**TEXT**

MISENBACH WALKS AWAY TOWARD BUILDING FRONT DOOR.
LISA:
( SIGHS INCREDULOUSLY, WATCHING HIM WALK AWAY )
CAPTION READS:
--DEGAULLE AIRPORT. PARIS, FRANCE--
INTERIOR - AIRPORT
CUSTOMS OFFICER:
( SPEAKING FRENCH ) Is the purpose of your visit business
or pleasure?
EGGMAN:
( SPEAKING FRENCH ) I am here to see my new grandson.
CUSTOMS OFFICER:
( SPEAKING FRENCH ) You have a grandson in France?
EGGMAN:
( NODS ) ( SPEAKING FRENCH ) Yes.
CUSTOMS OFFICER:
( SPEAKING FRENCH ) Have a nice stay.
EGGMAN:
( SPEAKING FRENCH ) Thank you.
INTERIOR - AIRPORT BAGGAGE CLAIM AREA
EGGMAN WALKS TO LUGGAGE CAROUSEL AND PLACES PAPER
SHOPPING BACK ON CONVEYOR. EGGMAN WALKS AWAY. VIEW OF GROCERY BAG
ON CONVEYOR WITH LUGGAGE DROPPING ONTO CAROUSEL. EGGMAN RIDES UP ESCALATOR
AND AS HE LEAVES THE BUILDING HOLDS PORTABLE
GAS MASK OVER FACE. BACK TO LUGGAGE CAROUSEL, LARGE SUITCASE DROPS AND
CRASHES INTO GROCERY BAG.
( WOMAN SCREAMING ) ( PEOPLE YELLING ) ( SIREN WAILING IN DISTANCE )
AS EGGMAN LEAVES AIRPORT BUILDING SECURITY PERSONNEL RUN INTO BUILDING.

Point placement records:
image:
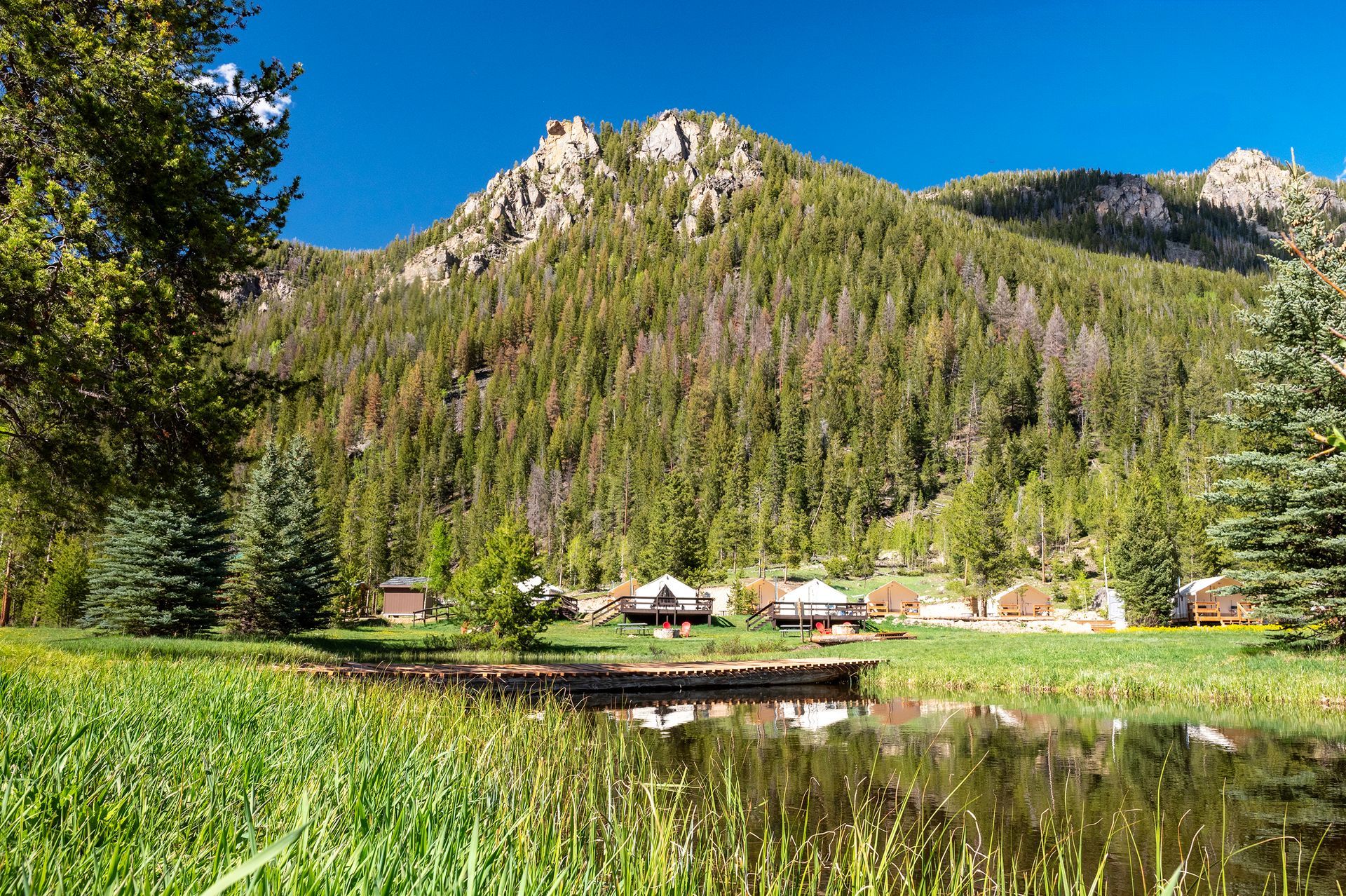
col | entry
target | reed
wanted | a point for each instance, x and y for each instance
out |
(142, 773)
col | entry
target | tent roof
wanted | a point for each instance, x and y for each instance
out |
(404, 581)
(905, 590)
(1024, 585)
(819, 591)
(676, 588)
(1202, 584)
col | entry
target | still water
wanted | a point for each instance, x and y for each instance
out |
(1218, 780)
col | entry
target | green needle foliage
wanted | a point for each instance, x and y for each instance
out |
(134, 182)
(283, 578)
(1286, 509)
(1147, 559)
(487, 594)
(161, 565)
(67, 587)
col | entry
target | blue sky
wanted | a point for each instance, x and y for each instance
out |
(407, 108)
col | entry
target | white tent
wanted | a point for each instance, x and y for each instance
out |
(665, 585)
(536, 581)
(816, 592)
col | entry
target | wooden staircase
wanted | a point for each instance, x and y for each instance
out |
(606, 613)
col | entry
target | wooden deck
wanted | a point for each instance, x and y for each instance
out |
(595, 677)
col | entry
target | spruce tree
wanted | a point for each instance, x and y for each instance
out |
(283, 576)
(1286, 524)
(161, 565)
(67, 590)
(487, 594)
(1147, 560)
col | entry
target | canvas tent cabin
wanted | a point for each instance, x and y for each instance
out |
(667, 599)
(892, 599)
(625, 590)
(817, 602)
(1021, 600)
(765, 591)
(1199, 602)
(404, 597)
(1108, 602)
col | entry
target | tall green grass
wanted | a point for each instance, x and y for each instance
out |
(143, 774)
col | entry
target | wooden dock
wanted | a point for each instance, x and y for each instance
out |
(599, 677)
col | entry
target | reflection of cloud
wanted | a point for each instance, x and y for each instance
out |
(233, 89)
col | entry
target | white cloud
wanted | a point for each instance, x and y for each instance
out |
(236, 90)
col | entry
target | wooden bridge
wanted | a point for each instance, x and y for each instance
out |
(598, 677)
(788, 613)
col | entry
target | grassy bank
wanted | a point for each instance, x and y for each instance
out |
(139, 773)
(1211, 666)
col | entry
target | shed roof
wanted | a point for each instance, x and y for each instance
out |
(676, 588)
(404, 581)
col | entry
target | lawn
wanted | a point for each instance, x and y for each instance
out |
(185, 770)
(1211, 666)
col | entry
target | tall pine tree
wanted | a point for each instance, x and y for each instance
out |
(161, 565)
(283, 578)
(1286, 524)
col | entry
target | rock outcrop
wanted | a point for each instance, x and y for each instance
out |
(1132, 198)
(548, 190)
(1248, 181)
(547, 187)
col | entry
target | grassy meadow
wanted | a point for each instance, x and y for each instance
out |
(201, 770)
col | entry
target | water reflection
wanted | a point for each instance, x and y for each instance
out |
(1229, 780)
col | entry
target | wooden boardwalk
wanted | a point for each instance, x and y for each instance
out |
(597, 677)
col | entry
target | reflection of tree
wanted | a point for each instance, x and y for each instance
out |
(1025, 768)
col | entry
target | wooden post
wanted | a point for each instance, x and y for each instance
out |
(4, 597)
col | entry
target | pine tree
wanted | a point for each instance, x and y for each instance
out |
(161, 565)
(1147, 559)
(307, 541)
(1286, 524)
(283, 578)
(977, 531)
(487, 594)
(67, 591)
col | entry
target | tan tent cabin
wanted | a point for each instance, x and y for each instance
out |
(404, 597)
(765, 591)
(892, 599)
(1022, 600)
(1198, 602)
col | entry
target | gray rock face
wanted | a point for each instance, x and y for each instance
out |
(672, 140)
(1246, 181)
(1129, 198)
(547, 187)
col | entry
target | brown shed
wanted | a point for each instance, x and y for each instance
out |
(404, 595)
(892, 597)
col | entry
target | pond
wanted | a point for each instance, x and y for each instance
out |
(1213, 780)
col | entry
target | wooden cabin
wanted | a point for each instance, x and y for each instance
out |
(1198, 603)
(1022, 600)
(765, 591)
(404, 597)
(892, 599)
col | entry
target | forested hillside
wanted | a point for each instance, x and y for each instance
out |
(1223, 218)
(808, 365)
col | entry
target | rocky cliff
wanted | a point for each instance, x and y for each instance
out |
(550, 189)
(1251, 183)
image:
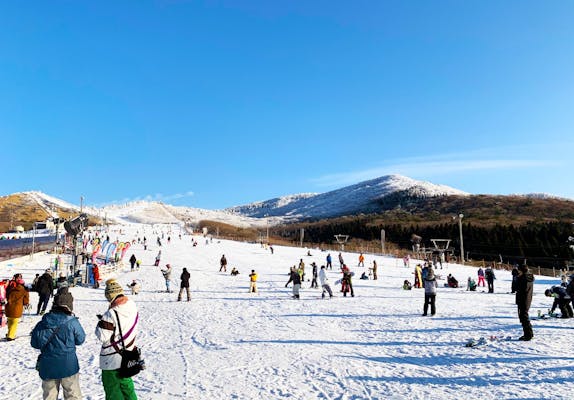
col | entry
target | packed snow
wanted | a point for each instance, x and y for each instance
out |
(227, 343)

**WRITTEN TASKS**
(1) Answer these questions about the script:
(a) What does the customs officer ask about the purpose of the visit?
(b) Whom does Eggman say he has come to see?
(c) What does Eggman hold over his face as he leaves the building?
(2) Rename "GROCERY BAG" as "SHOPPING BAG" and give the script again between "INTERIOR - AIRPORT BAGGAGE" and "RUN INTO BUILDING.", inclusive.
The items stand apart from the script and are separate material.

**SOLUTIONS TO EACH TASK**
(1)
(a) Whether the purpose of the visit is business or pleasure.
(b) His new grandson.
(c) A portable gas mask.

(2)
INTERIOR - AIRPORT BAGGAGE CLAIM AREA
EGGMAN WALKS TO LUGGAGE CAROUSEL AND PLACES PAPER
SHOPPING BACK ON CONVEYOR. EGGMAN WALKS AWAY. VIEW OF SHOPPING BAG
ON CONVEYOR WITH LUGGAGE DROPPING ONTO CAROUSEL. EGGMAN RIDES UP ESCALATOR
AND AS HE LEAVES THE BUILDING HOLDS PORTABLE
GAS MASK OVER FACE. BACK TO LUGGAGE CAROUSEL, LARGE SUITCASE DROPS AND
CRASHES INTO SHOPPING BAG.
( WOMAN SCREAMING ) ( PEOPLE YELLING ) ( SIREN WAILING IN DISTANCE )
AS EGGMAN LEAVES AIRPORT BUILDING SECURITY PERSONNEL RUN INTO BUILDING.